- _EXERCISE DESCRIPTION_: Return every entry below word for word, but leave out the pictures.

- _A block of data_:

┄┄┄┄┄┄┄┄┄┄┄┄┄┄┄┄┄┄┄┄

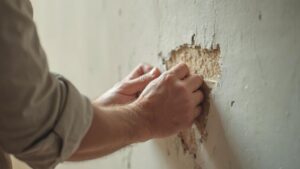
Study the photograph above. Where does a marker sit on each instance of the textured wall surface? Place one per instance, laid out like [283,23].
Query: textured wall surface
[254,117]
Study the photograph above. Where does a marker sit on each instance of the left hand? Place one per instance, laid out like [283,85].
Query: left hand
[130,87]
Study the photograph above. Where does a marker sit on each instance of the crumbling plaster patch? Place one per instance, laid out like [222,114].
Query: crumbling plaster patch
[205,62]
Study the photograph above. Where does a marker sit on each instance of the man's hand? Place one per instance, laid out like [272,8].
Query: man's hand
[130,87]
[167,104]
[170,103]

┄┄┄┄┄┄┄┄┄┄┄┄┄┄┄┄┄┄┄┄

- _FINAL RESULT_:
Study the photograph above. Where does a marker sit on each instance of the textured wall surface? Place one per instance, laid out like [283,23].
Query: textured wall surface
[254,117]
Study the photograph above. Where does a marker sit on each instance of the left hand? Place one per instance, laid out like [283,85].
Query: left hand
[130,87]
Study the photograph above. Where does a marker sit on each instance of the crumbling plaster patch? Place one per instance, laid out like [222,114].
Query: crumbling plaster patch
[205,62]
Study the photograph above. Where does a marker sit on each instance of the man's hand? Place one per instance, laid out like [272,8].
Query: man's hand
[130,87]
[167,104]
[170,103]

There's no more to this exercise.